───── 入力データ ─────

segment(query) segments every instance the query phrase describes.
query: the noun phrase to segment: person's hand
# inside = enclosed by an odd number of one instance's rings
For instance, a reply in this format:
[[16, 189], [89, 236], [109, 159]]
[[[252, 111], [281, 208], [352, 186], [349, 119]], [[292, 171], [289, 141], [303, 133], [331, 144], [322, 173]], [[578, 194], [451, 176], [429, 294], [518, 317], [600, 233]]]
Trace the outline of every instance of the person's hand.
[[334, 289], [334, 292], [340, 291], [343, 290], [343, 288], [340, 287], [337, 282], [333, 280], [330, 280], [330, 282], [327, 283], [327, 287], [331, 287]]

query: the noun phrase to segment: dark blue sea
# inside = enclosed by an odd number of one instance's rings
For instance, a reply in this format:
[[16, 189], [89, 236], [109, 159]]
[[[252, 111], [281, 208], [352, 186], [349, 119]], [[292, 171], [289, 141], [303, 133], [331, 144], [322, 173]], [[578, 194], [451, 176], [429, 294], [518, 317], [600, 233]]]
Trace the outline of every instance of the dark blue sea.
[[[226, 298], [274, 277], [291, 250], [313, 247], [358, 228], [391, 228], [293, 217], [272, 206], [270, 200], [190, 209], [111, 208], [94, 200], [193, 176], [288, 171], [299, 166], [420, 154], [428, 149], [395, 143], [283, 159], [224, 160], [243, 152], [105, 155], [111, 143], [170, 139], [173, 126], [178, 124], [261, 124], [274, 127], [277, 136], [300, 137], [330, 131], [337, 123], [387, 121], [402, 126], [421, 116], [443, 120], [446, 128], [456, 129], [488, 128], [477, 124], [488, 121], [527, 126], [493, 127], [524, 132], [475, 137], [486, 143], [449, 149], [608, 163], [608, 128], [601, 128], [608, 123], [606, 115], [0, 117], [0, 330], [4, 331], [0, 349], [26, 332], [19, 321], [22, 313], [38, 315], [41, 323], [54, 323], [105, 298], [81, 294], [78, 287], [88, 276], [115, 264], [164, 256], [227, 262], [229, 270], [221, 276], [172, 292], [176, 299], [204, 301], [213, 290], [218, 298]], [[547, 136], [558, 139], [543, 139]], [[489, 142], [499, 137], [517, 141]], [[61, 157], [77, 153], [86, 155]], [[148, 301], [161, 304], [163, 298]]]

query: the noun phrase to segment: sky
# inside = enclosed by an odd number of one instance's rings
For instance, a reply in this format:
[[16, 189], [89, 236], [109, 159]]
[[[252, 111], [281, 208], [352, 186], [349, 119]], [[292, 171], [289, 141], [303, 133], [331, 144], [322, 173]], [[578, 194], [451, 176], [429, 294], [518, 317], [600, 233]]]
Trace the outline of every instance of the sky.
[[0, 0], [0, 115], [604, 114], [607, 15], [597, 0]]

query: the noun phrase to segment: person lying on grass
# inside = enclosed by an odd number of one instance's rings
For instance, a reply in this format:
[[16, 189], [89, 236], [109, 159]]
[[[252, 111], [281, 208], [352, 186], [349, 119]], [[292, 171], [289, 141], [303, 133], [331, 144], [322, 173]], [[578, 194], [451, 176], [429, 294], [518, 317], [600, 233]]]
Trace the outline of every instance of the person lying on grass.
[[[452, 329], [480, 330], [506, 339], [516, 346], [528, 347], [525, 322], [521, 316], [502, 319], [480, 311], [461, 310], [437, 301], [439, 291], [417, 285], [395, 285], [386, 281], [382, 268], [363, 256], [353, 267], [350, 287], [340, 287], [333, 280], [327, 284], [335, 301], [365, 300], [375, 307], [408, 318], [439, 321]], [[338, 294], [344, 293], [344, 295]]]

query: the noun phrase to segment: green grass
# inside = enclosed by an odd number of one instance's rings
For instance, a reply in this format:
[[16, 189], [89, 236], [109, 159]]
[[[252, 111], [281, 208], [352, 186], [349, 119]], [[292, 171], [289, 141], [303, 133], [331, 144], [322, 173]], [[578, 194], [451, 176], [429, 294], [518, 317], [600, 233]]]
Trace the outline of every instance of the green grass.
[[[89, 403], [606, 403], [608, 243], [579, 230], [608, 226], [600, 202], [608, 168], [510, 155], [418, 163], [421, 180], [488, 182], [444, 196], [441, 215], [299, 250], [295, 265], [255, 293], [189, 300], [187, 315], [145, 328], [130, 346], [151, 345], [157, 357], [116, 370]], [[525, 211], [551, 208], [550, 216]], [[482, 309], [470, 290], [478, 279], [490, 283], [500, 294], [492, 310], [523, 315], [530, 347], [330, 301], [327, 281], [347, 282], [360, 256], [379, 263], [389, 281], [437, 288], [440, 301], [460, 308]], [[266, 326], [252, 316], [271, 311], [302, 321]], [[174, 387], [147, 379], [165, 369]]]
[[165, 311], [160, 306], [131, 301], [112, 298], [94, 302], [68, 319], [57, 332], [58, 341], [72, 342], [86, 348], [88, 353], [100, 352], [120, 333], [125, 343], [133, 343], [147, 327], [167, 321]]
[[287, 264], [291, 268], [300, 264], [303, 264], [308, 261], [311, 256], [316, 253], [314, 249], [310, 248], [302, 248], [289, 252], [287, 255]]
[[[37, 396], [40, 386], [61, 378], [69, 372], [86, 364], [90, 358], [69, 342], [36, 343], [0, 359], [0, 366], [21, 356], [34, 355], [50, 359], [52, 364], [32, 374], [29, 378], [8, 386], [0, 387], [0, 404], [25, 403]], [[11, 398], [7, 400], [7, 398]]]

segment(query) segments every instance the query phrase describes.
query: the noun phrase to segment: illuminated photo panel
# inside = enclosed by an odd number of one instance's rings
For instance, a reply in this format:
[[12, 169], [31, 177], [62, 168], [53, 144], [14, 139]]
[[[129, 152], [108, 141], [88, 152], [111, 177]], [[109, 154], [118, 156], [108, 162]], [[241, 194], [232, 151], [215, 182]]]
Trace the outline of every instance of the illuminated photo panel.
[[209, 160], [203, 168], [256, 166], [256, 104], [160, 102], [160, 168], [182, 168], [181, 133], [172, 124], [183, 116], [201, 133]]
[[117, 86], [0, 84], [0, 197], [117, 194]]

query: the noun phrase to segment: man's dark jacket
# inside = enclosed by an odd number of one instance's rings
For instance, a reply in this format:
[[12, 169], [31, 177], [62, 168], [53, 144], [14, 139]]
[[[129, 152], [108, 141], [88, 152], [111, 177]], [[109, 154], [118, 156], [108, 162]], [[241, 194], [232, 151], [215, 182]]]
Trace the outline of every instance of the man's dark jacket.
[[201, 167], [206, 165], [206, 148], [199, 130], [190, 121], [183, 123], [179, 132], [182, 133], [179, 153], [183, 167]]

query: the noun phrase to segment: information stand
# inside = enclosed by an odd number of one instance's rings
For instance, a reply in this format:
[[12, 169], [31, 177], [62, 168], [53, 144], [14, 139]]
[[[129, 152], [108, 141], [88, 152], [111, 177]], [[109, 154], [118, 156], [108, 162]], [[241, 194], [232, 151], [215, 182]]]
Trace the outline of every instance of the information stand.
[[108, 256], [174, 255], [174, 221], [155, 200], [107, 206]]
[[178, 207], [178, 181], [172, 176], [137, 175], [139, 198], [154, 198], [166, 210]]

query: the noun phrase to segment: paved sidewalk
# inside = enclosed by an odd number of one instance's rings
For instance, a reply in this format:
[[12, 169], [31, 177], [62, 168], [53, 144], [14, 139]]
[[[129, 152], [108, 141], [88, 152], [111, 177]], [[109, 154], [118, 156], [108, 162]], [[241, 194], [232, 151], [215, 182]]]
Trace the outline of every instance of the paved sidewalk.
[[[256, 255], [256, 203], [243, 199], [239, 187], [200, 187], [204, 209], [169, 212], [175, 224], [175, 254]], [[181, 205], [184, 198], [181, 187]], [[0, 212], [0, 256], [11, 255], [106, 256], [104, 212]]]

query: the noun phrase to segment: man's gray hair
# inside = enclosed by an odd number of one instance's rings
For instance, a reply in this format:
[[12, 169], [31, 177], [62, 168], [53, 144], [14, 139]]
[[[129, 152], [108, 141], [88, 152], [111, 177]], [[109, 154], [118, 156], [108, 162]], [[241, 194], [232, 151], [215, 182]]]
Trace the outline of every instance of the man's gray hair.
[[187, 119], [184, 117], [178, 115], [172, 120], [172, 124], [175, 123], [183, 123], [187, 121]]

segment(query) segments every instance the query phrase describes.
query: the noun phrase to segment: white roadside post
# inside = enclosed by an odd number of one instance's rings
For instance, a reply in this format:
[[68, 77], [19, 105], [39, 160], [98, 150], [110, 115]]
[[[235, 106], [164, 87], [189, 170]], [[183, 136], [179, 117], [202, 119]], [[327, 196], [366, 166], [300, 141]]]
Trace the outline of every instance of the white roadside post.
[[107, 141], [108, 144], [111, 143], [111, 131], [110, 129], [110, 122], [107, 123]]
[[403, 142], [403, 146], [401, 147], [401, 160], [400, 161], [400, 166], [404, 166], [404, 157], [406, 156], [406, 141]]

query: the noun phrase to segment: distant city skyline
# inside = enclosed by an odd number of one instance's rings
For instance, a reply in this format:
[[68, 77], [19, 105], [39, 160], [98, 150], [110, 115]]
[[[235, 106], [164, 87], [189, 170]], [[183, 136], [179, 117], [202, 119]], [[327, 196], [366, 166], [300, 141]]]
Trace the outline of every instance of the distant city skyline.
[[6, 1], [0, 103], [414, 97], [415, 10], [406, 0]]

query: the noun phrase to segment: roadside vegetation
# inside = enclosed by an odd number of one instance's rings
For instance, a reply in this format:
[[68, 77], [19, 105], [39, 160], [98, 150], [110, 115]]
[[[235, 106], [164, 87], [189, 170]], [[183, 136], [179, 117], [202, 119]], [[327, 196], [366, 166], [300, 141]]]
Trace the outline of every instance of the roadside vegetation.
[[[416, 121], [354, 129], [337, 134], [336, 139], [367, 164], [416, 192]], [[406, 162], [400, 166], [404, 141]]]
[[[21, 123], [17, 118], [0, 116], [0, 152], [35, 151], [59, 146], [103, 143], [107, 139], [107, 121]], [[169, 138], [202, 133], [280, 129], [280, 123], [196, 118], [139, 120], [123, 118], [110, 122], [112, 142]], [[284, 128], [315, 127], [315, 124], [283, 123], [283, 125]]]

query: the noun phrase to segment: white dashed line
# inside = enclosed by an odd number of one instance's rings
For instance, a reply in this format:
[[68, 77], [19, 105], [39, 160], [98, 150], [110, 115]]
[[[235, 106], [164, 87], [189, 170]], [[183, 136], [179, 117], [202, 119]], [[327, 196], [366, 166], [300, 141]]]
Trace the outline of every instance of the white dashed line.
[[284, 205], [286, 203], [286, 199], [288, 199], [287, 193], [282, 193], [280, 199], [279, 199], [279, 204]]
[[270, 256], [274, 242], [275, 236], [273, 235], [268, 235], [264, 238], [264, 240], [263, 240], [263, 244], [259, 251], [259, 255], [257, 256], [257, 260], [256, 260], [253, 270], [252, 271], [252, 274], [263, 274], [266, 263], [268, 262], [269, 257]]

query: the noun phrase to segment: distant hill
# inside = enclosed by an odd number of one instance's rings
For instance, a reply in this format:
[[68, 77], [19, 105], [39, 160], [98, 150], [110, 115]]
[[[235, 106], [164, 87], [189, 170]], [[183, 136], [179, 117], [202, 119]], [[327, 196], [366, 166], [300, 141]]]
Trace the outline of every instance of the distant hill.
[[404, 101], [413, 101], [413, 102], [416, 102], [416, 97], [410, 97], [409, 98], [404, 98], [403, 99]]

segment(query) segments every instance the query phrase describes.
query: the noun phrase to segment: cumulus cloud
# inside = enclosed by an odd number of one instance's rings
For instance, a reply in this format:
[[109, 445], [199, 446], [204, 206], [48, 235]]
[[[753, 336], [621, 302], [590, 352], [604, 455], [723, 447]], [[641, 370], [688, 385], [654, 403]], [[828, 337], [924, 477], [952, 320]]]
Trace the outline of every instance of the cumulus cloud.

─────

● **課題**:
上の記録のうち、「query: the noun phrase to segment: sky」を含む行から「[[0, 0], [0, 115], [604, 114], [607, 15], [597, 0]]」を含む行までの範囲(両端の行を含む)を、空行を除いて番号付きリストに整えよ。

● **解答**:
1. query: the noun phrase to segment: sky
2. # inside = enclosed by an odd number of one instance's rings
3. For instance, a reply in this format:
4. [[16, 189], [89, 236], [109, 159]]
5. [[[252, 111], [281, 208], [352, 186], [349, 119]], [[292, 171], [289, 141], [303, 133], [331, 144], [322, 173]], [[578, 194], [451, 176], [429, 294], [518, 317], [600, 233]]]
6. Trace the outline of every instance of the sky.
7. [[0, 0], [0, 115], [604, 114], [607, 15], [597, 0]]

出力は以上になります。